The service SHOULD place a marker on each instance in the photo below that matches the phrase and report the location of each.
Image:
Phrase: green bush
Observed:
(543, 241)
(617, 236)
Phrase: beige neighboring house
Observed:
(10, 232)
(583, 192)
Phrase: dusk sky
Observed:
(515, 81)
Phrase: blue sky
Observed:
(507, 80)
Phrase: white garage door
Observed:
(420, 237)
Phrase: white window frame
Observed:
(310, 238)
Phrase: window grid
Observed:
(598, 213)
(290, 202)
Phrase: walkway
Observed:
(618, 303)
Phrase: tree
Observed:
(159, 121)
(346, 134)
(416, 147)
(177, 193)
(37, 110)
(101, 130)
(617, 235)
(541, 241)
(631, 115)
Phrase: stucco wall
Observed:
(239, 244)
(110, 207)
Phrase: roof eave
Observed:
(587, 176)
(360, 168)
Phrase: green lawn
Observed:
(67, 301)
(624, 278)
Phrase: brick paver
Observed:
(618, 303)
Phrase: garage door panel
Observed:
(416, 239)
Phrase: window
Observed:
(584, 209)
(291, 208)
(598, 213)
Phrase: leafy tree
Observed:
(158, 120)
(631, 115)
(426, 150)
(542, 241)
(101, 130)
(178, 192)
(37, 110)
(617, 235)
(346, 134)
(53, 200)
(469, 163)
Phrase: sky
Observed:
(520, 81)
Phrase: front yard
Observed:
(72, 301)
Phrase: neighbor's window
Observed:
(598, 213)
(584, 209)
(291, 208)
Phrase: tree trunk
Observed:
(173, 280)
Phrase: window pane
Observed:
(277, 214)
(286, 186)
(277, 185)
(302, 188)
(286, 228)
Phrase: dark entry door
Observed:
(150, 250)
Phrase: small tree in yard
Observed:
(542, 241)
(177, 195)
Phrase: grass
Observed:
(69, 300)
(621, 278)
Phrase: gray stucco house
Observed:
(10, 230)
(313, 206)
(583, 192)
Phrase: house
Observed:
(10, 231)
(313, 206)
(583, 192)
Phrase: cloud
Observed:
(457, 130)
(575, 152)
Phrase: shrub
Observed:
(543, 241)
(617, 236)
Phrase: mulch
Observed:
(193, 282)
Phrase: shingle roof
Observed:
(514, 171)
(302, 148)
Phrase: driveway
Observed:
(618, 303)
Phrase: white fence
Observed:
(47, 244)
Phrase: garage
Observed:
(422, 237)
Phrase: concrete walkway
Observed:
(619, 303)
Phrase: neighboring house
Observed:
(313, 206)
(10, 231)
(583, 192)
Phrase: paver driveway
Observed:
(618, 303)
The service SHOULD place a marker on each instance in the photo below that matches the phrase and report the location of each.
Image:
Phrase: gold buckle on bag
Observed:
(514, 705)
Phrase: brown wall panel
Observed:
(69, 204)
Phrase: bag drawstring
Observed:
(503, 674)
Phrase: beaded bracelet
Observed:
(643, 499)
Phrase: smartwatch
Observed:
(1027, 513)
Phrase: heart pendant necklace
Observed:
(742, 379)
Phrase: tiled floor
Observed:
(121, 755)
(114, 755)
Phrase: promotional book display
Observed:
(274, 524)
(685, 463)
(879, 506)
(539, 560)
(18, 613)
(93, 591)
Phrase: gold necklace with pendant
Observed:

---------------

- Task to complete: Send back the whole listing above exactly, please.

- Exercise result:
The service SHOULD place a marker on each instance in the photo below that matches the phrase and report the location of each.
Image:
Phrase: green bush
Observed:
(543, 241)
(617, 236)
Phrase: beige neighboring house
Observed:
(10, 232)
(583, 192)
Phrase: dusk sky
Observed:
(515, 81)
Phrase: blue sky
Observed:
(507, 80)
Phrase: white garage door
Observed:
(420, 237)
Phrase: white window frame
Observed:
(310, 238)
Phrase: window grid
Observed:
(598, 213)
(290, 202)
Phrase: walkway
Observed:
(618, 303)
Phrase: tree
Observed:
(159, 121)
(346, 134)
(416, 147)
(177, 193)
(37, 110)
(101, 130)
(617, 235)
(541, 241)
(631, 115)
Phrase: stucco wall
Observed:
(239, 244)
(110, 207)
Phrase: roof eave
Observed:
(587, 176)
(360, 168)
Phrase: green lawn
Observed:
(67, 301)
(624, 278)
Phrase: brick paver
Observed:
(618, 303)
Phrase: garage door panel
Observed:
(416, 239)
Phrase: window
Observed:
(584, 209)
(291, 208)
(598, 213)
Phrase: leafy tree
Observed:
(158, 120)
(631, 115)
(426, 150)
(542, 241)
(101, 130)
(178, 192)
(37, 110)
(617, 235)
(346, 134)
(53, 200)
(469, 163)
Phrase: sky
Observed:
(520, 81)
Phrase: front yard
Observed:
(72, 301)
Phrase: neighbor's window
Observed:
(598, 213)
(584, 209)
(291, 208)
Phrase: tree trunk
Observed:
(173, 280)
Phrase: window pane
Observed:
(277, 214)
(286, 186)
(277, 185)
(302, 188)
(286, 228)
Phrase: dark entry door
Observed:
(150, 250)
Phrase: small tree in yard
Observed:
(542, 241)
(177, 195)
Phrase: grass
Observed:
(69, 300)
(621, 278)
Phrase: gray stucco house
Observed:
(10, 230)
(313, 206)
(583, 192)
Phrase: house
Observed:
(10, 231)
(313, 206)
(583, 192)
Phrase: cloud
Observed:
(457, 130)
(575, 152)
Phrase: shrub
Observed:
(543, 241)
(617, 236)
Phrase: mulch
Observed:
(193, 282)
Phrase: shingle roof
Observed:
(514, 171)
(302, 148)
Phrase: driveway
Observed:
(618, 303)
Phrase: white fence
Observed:
(47, 244)
Phrase: garage
Observed:
(422, 237)
Phrase: concrete walkway
Observed:
(619, 303)
Phrase: neighboring house
Observed:
(313, 206)
(10, 231)
(583, 192)
Phrase: paver driveway
Observed:
(618, 303)
The service SHOULD place a marker on each instance in the photo below that matches the phrase and report the location of each.
Image:
Phrase: gold buckle on bag
Observed:
(514, 705)
Phrase: brown wall panel
Observed:
(69, 204)
Phrase: bag drawstring
Observed:
(503, 674)
Phrase: beaded bracelet
Observed:
(643, 499)
Phrase: smartwatch
Observed:
(1027, 513)
Phrase: heart pendant necklace
Observed:
(742, 379)
Phrase: tiled floor
Observed:
(121, 755)
(114, 755)
Phrase: promotional book display
Observed:
(274, 524)
(685, 463)
(879, 506)
(539, 560)
(18, 613)
(93, 591)
Phrase: gold necklace with pendant
Observed:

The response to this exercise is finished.